(EXCERPTED RECORDS begins)
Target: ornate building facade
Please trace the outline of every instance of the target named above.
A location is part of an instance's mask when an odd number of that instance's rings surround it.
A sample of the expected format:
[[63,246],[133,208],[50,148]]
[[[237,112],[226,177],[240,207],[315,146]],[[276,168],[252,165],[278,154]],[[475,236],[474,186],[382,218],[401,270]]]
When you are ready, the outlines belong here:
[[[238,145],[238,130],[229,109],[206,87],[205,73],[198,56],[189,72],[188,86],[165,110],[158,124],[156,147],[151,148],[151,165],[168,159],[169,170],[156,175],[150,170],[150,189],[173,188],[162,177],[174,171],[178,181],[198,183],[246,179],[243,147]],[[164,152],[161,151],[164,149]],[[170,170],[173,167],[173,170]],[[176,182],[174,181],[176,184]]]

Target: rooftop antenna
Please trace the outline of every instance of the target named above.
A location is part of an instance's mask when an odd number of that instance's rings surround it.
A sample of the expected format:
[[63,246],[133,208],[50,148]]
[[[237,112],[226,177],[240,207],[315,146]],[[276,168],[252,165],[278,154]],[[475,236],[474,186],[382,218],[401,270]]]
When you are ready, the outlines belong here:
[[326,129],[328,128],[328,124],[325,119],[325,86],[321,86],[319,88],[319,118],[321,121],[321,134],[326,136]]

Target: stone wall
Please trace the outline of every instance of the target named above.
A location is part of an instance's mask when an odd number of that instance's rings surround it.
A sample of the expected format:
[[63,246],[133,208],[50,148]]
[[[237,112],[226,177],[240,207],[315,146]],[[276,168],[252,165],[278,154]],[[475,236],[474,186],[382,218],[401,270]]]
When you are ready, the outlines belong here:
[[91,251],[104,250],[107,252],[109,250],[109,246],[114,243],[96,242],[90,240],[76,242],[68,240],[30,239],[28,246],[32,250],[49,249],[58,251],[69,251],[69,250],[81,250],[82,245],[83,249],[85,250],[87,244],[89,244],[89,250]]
(EXCERPTED RECORDS ends)
:: WHAT TO DO ::
Please give the entries above again in full, exactly as written.

:: SOLUTION TO THIS PROBLEM ::
Target: ornate building facade
Please trace the outline of every instance of the target named above.
A location is part of an instance's mask when an odd number of that instance's rings surround it.
A sample of the expected format:
[[63,246],[133,208],[50,148]]
[[[237,112],[226,177],[240,207],[315,146]],[[276,168],[252,165],[278,154]],[[475,236],[474,186],[382,218],[401,270]]]
When you are ready, the outlines belong here:
[[[238,145],[238,130],[229,109],[206,87],[205,73],[198,56],[189,72],[188,86],[165,110],[158,124],[156,147],[151,148],[151,165],[168,159],[169,170],[156,175],[150,170],[150,189],[173,188],[162,177],[174,171],[178,181],[198,183],[246,179],[243,147]],[[164,152],[161,151],[164,149]],[[170,170],[173,167],[173,170]],[[176,182],[174,181],[176,184]]]

Target: rooftop antenna
Please trace the outline of every instance of the target named above.
A location is part of an instance's mask when an odd number of that instance's rings surround it.
A sample of the expected format:
[[63,246],[133,208],[50,148]]
[[[237,112],[226,177],[240,207],[315,146]],[[276,168],[252,165],[278,154]],[[475,236],[474,186],[382,218],[401,270]]]
When you are ready, the outlines belong here:
[[326,129],[328,128],[328,124],[325,119],[325,86],[321,86],[319,88],[319,118],[321,121],[321,134],[326,136]]

Target: stone wall
Please trace the outline of every instance of the target named above.
A location is part of an instance's mask when an odd number of that instance's rings surround it.
A sample of the expected format:
[[63,246],[133,208],[50,148]]
[[[237,112],[226,177],[240,207],[315,146]],[[276,168],[252,165],[278,154]],[[475,236],[474,186],[382,218],[401,270]]]
When you are ready, the outlines belong here:
[[91,251],[104,250],[107,252],[109,250],[109,246],[114,243],[96,242],[90,240],[76,242],[68,240],[30,239],[28,246],[32,250],[49,249],[58,251],[69,251],[69,250],[81,250],[82,245],[83,249],[85,250],[87,244],[89,244],[89,250]]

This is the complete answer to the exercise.